=== Dati forniti ===

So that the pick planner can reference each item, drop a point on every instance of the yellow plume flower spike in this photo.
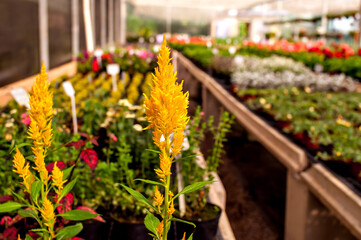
(160, 230)
(158, 198)
(47, 212)
(22, 168)
(57, 176)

===

Stampa di nuovo tutte le voci qui sopra, riga per riga e senza modifiche, tralasciando le immagini.

So that the pick planner can reference each item, drop a point on every instance of the yellow plume flower spike in this photo.
(160, 230)
(158, 198)
(47, 212)
(22, 168)
(57, 176)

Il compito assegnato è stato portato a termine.